» Collection entries
=== Section Start ===
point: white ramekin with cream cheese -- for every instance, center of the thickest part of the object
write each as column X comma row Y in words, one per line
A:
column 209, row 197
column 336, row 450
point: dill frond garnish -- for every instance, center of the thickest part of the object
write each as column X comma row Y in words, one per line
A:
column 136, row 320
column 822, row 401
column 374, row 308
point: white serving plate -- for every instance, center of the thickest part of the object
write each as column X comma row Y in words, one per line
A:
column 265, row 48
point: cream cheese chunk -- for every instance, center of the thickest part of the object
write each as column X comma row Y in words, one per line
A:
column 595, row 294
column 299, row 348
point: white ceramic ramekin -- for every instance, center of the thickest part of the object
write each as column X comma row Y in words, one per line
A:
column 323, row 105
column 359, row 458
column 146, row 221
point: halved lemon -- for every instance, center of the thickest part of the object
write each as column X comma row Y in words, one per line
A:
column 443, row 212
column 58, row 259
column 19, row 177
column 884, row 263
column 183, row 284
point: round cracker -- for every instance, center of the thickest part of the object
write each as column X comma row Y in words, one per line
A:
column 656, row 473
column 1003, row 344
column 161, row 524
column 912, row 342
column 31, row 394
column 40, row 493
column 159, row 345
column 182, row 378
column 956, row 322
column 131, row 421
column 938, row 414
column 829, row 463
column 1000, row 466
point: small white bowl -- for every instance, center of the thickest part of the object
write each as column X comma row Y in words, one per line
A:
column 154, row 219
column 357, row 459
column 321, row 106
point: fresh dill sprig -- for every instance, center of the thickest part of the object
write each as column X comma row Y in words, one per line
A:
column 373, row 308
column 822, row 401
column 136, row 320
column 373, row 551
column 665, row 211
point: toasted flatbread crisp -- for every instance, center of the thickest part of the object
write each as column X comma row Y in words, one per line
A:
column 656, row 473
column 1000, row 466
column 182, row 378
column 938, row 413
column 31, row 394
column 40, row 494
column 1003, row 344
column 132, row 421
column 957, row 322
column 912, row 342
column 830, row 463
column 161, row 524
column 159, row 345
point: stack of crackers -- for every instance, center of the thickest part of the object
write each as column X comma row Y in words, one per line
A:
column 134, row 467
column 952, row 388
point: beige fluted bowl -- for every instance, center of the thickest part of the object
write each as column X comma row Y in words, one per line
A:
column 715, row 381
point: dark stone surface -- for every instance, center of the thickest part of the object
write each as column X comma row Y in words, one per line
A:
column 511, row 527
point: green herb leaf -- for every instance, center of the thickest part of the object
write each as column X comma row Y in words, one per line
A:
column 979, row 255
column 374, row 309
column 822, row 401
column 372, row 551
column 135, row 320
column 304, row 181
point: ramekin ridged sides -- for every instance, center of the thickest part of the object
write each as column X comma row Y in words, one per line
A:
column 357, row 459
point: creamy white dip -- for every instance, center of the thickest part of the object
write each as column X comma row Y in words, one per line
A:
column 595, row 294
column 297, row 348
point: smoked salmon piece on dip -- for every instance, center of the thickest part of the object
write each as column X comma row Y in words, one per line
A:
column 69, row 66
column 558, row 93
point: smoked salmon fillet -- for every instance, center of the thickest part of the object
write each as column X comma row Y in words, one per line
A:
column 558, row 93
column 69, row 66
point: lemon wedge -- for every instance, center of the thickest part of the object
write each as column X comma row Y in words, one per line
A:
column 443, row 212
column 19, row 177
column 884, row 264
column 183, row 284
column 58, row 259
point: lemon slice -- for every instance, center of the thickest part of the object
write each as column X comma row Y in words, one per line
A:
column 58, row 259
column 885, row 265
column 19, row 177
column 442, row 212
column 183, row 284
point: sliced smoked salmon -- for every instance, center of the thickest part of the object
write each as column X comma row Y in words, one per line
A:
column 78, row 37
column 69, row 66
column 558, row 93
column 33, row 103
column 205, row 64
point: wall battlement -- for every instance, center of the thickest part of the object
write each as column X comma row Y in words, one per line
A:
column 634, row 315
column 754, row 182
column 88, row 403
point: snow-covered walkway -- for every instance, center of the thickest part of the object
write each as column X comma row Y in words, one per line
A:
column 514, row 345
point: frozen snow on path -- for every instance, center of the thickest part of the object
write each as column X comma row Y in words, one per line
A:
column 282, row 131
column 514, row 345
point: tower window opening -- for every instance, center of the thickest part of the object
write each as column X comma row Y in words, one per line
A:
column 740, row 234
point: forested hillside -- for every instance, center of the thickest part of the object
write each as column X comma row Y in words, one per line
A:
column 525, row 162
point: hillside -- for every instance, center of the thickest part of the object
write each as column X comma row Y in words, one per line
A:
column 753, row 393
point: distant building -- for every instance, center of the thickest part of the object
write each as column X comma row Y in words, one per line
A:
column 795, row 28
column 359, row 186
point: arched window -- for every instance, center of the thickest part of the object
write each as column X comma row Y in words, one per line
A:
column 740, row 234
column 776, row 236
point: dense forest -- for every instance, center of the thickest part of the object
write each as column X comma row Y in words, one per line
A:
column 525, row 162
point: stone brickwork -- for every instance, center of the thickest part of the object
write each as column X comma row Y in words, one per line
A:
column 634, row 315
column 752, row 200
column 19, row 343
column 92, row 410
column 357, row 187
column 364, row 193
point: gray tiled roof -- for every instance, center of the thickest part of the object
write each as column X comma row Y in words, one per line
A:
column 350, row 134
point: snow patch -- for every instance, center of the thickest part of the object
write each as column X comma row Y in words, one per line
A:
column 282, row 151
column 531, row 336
=== Section End ===
» What you should do
Every entry, from the first line to the last, should be retyped exactly.

» Problem solution
point: white ramekin with cream cheese -- for every instance, center of the thickest part of the object
write each as column X comma row Y in words, one per line
A:
column 209, row 197
column 336, row 450
point: dill frond garnish -- for every instance, center of the thickest part of the object
write each as column X comma row Y in words, one per line
A:
column 136, row 320
column 822, row 401
column 374, row 308
point: white serving plate -- for every instance, center of the thickest part of the object
write each as column X comma row Y in words, one per line
A:
column 265, row 48
point: cream cheese chunk -- for every instance, center of the thickest part of the object
write each as column X comma row Y in words, one per line
A:
column 595, row 294
column 299, row 348
point: white ceramic ramekin -- for every instance, center of the thickest part of the object
write each as column X comma row Y in words, one per line
A:
column 323, row 105
column 359, row 458
column 146, row 221
point: halved lemon -- for every instance, center of the thickest part of the object
write each as column X comma row Y in words, one per line
A:
column 443, row 212
column 58, row 259
column 19, row 177
column 884, row 263
column 183, row 284
point: round cracker -- for every instance, center of the thickest part of the object
write each as column X comma row Y in words, one per line
A:
column 656, row 473
column 1003, row 344
column 161, row 524
column 912, row 342
column 31, row 394
column 40, row 493
column 159, row 345
column 182, row 378
column 956, row 322
column 131, row 421
column 938, row 414
column 829, row 463
column 1000, row 466
point: small white bowl -- for every instance, center of the thickest part of the object
write each as column X comma row Y in words, one per line
A:
column 154, row 219
column 357, row 459
column 321, row 106
point: fresh dill sprig -- for every instance, center of the thickest part of the object
write each as column X comma row Y in words, one per line
A:
column 373, row 308
column 822, row 401
column 136, row 320
column 373, row 551
column 665, row 211
point: toasted flatbread crisp -- for every instance, center of the thickest part of the object
write each as column X comma row Y in words, one per line
A:
column 656, row 473
column 1000, row 466
column 182, row 378
column 938, row 413
column 31, row 394
column 40, row 494
column 1003, row 344
column 132, row 421
column 957, row 322
column 912, row 342
column 830, row 463
column 161, row 524
column 159, row 345
point: stack of crackers -- for every instance, center of the thickest part of the object
write each as column X comma row Y in words, one per line
A:
column 134, row 467
column 952, row 388
point: beige fluted bowl -- for every instance, center of the thickest part of the object
write each as column X comma row Y in words, one per line
A:
column 715, row 381
point: dark stone surface -- for every instance, center of the thickest part of the object
write each as column X comma row Y in words, one per line
A:
column 511, row 527
point: green herb leaf -- for every instance, center of the thickest part of the object
write each as column X comma row Y in words, one per line
A:
column 979, row 255
column 374, row 309
column 822, row 401
column 372, row 551
column 135, row 320
column 304, row 181
point: ramekin ridged sides -- for every instance, center of the thickest part of the object
write each as column X comma row Y in words, one per line
A:
column 357, row 459
point: creamy white dip -- for every instance, center of the thickest part of the object
write each as column X comma row Y in words, one per line
A:
column 595, row 294
column 297, row 348
point: smoked salmon piece on dip -- for every instance, center of the thickest part of the object
write each as column X comma row Y in words, one per line
A:
column 69, row 66
column 558, row 93
point: smoked salmon fillet -- for every instance, center of the thickest part of the object
write each as column X comma row Y in words, one per line
A:
column 558, row 93
column 69, row 66
point: lemon wedge -- for every instance, center of the thickest part of the object
write each as column X comma row Y in words, one per line
A:
column 443, row 212
column 19, row 177
column 884, row 264
column 183, row 284
column 58, row 259
point: lemon slice -- for every instance, center of the thickest part of the object
write each as column X comma row Y in words, one per line
A:
column 58, row 259
column 885, row 265
column 19, row 177
column 442, row 212
column 183, row 284
point: sliced smoked salmon -- for every instance, center of the thickest part of the object
write each as column X comma row Y in words, one per line
A:
column 78, row 37
column 69, row 66
column 558, row 93
column 33, row 103
column 205, row 64
point: wall battlement -- for every instance, center of the thickest part of the object
write each as column X comma row Y in words, one per line
A:
column 634, row 315
column 754, row 182
column 88, row 403
point: snow-covered walkway -- for every instance, center of the thickest part of the object
write each as column X comma row Y in words, one per line
A:
column 514, row 345
point: frozen snow on path -- for every instance, center of the thickest part of the object
write each as column X comma row Y in words, one per line
A:
column 282, row 131
column 514, row 345
point: tower window opening -- for every instance, center of the thickest part of the object
write each as column X comma row Y in words, one per line
A:
column 740, row 234
point: forested hillside -- for every instance, center of the thickest part of the object
write each as column X comma row Y in words, one per line
A:
column 525, row 162
point: hillside -- for every instance, center of the thickest part of the object
write each as column X comma row Y in words, one per line
A:
column 753, row 393
point: distant building -- for every instance, center of the thickest part of the object
write each as column X comma row Y in words, one per line
A:
column 795, row 28
column 359, row 186
point: arched window -- for every instance, center of the thickest part of the object
write each as column X comma row Y in words, one per line
A:
column 740, row 234
column 776, row 236
point: dense forest -- for every instance, center of the thickest part of the object
write each as column X comma row Y in words, one per line
A:
column 525, row 162
point: stone brickwork -- for every instance, center of the thickest part of the object
write each as column X comma row Y in words, one per line
A:
column 634, row 315
column 752, row 200
column 19, row 343
column 92, row 410
column 357, row 187
column 364, row 193
point: gray tiled roof -- for every instance, center of the thickest part of the object
write each as column X comma row Y in words, one per line
A:
column 350, row 134
point: snow patch -- for every instance, center of the thickest part of the object
write each as column X comma row Y in words, one per line
A:
column 282, row 151
column 531, row 336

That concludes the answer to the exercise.